Start SOURCE PASSAGE

Now John tells us what he saw and what he heard; he says “I heard behind me a loud voice like the sound of a trumpet, saying, ‘Write in a book what you see, and send it to the seven churches: to  Ephesus and to  Smyrna and to  Pergamum and to Thyatira and to Sardis and to Philadelphia and to Laodicea.’” So John is on the island of Patmos, and while he is in the Spirit he hears a voice behind him, and the voice is loud, like the sound of a trumpet. John tells us further on in the chapter that this voice he heard was the voice of Jesus, but all he tells us here is that is was a voice like the sound of a trumpet.

There is significance to a trumpet in the Bible; it is often associated with the presence of God, and this is no exception. We see the first mention of a trumpet in Exodus where it is connected with the giving of the law. The Israelites were instructed:
“When the trumpet sounds a long blast, they shall come up to the mountain.”
Exodus 19:13
Then we see in chapter 20
Now when all the people saw the thunder and the flashes of lightning and the sound of the trumpet and the mountain smoking, the people were afraid and trembled, and they stood far off
Exodus 20:18
As we can see from these verses, the sound of the trumpet is connected to the appearance of God.

The Prophet Joel connects the trumpet with the Day of the Lord:
Blow a trumpet in Zion; sound an alarm on my holy mountain! Let all the inhabitants of the land tremble, for the day of the Lord is coming; it is near,
Joel 2:1
The prophet Zechariah connects the trumpet with the coming of the Lord:
Then the Lord will appear over them, and his arrow will go forth like lightning; the Lord God will sound the trumpet and will march forth in the whirlwinds of the south.
Zechariah 9:14
As does Paul:
Behold! I tell you a mystery. We shall not all sleep, but we shall all be changed, in a moment, in the twinkling of an eye, at the last trumpet. For the trumpet will sound, and the dead will be raised imperishable, and we shall be changed.
1 Corinthians 15:51-52
For since we believe that Jesus died and rose again, even so, through Jesus, God will bring with him those who have fallen asleep.
1 Thessalonians 4:14
So, John hears a loud voice, a voice like the sound of a trumpet, and the voice said, “Write in a book what you see, and send it to the seven churches: to  Ephesus and to  Smyrna and to  Pergamum and to Thyatira and to Sardis and to Philadelphia and to Laodicea.” This is the first of twelve times in the book of Revelation that John is instructed to write what he sees. Here he is told to write in a book, or scroll, what he sees and to send it to seven specific churches. We will look at each of these churches individually when we get to chapters two and three, so we will not take the time to do that here. Just take note that these were specific instructions and that this was to be circulated to specific locations.

End SOURCE PASSAGE

(PROBLEM SET)
• a. According to the Revelation commentary, how many times in the book of Revelation is John instructed to write what he sees?
• b. Extend the Revelation commentary by writing the next paragraph after its last sentence.
The rows are not needed for anything here.

Start DATA ENTRIES

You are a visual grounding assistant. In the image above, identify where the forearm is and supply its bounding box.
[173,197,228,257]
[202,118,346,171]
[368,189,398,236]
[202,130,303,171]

End DATA ENTRIES

(TASK-BY-TASK ANSWERS)
• a. Twelve times.

• b.
Next John tells us what he saw:
Then I turned to see the voice that was speaking to me, and on turning I saw seven golden lampstands, and in the midst of the lampstands one like a son of man, clothed with a long robe and with a golden sash around his chest. The hairs of his head were white, like white wool, like snow. His eyes were like a flame of fire, his feet were like burnished bronze, refined in a furnace, and his voice was like the roar of many waters. In his right hand he held seven stars, from his mouth came a sharp two-edged sword, and his face was like the sun shining in full strength.
Revelation 1:12-16
John turned to see the voice that as speaking to him, and he saw the Risen Christ. John tells us that he saw seven golden lampstands and in the middle of the lampstand he saw one like the son of man. Here we see the first symbolism in the book – the seven golden lampstands. If we keep reading we will find out in verse 20 that these lampstands represent the seven churches that John has been instructed to write to. Here we see the key to understanding the book of Revelation; when symbols are used we need to check the passage for an explanation of that symbol. Quit often we will discover the explanation right in the text; other times we will need to look throughout the rest of the Bible to see where else it may have been mentioned, but we should not interject meaning for the symbolism that is not consistent with the use of that word or picture throughout the rest of Scripture.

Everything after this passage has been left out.